SHORT EXERCISE >>
Beginning at the line that contains "Target: blue hatchback car", reproduce every line to the end of the material without changing any of them.

DATASET CONTENT >>
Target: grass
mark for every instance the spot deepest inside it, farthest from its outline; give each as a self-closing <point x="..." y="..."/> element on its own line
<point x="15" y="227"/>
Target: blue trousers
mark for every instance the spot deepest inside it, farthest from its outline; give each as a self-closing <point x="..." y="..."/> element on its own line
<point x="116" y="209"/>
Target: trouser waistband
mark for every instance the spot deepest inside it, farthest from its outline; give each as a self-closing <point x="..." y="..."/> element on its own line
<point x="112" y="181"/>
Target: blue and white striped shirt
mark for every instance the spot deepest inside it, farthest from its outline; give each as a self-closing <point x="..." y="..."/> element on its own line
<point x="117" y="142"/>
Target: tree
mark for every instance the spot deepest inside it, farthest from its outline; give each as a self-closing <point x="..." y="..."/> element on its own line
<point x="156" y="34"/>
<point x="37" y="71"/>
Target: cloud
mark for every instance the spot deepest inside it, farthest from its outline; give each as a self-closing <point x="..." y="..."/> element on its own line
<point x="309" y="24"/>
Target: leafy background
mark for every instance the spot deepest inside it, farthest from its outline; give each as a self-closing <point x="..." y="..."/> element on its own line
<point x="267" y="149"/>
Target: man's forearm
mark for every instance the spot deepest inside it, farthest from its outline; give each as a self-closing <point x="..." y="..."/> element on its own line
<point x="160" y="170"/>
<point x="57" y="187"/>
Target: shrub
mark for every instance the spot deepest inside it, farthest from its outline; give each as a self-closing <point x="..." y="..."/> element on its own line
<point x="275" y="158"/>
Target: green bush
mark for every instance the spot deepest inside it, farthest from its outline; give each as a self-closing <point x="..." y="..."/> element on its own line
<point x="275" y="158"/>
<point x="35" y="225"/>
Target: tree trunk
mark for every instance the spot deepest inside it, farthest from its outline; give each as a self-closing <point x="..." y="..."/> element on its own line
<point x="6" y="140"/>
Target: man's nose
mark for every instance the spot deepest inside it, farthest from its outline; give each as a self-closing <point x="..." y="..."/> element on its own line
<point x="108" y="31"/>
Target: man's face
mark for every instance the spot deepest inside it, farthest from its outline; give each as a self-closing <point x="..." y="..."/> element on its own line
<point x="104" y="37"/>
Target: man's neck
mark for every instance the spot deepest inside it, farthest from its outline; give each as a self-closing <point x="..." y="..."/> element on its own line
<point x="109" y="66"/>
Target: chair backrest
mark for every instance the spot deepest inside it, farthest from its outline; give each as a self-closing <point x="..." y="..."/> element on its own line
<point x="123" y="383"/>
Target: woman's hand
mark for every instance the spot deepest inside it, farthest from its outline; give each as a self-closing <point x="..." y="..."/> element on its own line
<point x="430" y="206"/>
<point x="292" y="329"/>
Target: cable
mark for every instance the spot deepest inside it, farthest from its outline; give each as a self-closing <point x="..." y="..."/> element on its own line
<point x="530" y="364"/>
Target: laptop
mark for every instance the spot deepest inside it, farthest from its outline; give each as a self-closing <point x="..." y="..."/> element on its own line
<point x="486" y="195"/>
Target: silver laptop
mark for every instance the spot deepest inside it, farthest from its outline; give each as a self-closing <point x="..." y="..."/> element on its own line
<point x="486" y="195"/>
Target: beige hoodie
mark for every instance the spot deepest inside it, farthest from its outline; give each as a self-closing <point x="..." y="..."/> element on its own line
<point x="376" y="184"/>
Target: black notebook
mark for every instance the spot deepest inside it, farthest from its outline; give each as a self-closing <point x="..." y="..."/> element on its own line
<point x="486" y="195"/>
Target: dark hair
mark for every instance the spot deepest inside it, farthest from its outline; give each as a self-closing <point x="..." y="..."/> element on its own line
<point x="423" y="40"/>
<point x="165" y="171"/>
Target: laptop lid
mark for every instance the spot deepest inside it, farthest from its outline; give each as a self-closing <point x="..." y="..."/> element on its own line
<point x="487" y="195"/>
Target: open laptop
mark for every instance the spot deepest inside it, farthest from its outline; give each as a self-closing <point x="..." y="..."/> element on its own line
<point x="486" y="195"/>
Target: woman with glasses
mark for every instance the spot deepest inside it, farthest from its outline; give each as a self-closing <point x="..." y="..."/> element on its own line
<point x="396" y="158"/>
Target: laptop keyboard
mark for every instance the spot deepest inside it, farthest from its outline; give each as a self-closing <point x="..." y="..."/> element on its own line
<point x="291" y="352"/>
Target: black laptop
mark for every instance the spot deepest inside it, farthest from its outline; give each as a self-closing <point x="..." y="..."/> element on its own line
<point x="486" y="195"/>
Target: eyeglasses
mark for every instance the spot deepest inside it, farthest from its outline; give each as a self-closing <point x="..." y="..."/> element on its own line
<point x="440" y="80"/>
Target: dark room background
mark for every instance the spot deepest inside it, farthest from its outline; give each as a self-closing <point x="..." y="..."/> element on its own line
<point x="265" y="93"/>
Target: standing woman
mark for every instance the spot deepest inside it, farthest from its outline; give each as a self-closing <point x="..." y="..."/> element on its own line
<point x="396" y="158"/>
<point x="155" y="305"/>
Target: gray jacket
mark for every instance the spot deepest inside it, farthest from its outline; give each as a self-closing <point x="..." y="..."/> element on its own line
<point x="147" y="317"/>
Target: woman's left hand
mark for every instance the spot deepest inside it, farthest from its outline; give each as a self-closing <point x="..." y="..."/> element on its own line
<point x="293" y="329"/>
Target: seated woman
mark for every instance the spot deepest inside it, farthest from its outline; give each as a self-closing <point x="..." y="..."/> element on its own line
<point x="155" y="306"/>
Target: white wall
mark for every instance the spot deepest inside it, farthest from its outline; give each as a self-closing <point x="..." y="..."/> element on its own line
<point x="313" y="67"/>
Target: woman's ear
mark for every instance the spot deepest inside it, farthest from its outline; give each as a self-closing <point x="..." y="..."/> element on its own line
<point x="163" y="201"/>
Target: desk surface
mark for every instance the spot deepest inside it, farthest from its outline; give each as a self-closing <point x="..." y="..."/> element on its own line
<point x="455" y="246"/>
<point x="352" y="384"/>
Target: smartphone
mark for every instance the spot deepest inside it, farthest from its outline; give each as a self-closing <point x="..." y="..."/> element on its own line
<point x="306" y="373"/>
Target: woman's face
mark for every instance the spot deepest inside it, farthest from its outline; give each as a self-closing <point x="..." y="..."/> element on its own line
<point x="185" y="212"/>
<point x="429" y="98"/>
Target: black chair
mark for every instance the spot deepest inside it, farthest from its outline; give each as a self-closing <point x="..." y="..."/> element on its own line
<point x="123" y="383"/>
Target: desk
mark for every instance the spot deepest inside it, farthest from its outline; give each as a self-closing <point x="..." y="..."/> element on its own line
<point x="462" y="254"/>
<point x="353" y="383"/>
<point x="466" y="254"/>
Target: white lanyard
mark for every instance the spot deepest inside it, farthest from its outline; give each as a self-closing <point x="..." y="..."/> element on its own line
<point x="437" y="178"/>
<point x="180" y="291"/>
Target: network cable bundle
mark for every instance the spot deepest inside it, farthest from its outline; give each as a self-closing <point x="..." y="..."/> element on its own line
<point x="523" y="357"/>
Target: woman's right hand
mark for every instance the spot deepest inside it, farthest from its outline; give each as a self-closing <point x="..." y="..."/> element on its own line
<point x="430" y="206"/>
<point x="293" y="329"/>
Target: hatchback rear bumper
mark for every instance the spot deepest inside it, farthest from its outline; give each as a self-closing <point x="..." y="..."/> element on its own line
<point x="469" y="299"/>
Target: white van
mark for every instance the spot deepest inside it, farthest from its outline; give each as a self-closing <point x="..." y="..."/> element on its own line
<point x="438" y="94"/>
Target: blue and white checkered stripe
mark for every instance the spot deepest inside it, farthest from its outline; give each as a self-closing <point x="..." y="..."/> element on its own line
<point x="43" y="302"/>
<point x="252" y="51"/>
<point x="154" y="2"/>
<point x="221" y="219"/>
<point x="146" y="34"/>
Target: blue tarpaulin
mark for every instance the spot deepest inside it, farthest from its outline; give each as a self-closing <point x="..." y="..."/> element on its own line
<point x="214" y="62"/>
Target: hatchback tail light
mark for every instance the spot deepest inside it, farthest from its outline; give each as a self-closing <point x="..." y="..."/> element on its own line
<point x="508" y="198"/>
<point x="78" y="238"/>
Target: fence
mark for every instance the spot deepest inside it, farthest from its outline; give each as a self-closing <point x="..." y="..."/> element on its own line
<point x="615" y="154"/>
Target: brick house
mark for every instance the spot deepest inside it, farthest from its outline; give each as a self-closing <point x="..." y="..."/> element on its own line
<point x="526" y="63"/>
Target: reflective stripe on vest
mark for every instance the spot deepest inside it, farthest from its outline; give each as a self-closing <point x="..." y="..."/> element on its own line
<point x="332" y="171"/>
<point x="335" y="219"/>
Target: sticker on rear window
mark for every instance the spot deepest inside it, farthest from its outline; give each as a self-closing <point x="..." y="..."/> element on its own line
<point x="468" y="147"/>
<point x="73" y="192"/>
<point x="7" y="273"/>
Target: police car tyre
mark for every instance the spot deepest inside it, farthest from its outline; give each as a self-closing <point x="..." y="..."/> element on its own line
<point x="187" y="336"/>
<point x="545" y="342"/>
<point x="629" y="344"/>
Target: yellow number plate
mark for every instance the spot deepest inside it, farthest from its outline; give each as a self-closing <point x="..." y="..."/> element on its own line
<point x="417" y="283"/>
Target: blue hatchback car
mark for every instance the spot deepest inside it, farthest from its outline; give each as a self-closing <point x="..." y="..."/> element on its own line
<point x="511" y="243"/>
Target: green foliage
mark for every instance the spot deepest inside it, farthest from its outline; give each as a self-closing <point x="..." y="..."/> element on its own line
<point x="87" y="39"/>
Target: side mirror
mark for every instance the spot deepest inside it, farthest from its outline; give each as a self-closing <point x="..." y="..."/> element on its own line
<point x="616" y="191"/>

FINISHED EXERCISE >>
Target: blue hatchback car
mark for every instance the spot deepest inside it, farthest from its outline; give each as a self-closing <point x="..." y="..."/> element on its own line
<point x="511" y="243"/>
Target: green foliage
mark for every instance the spot deepest inside it, farthest from its outline; give each as a self-closing <point x="..." y="..."/> element on its own line
<point x="87" y="39"/>
Target: side mirror
mark for every instance the spot deepest inside it, farthest from its outline; give each as a self-closing <point x="..." y="..."/> element on its own line
<point x="616" y="191"/>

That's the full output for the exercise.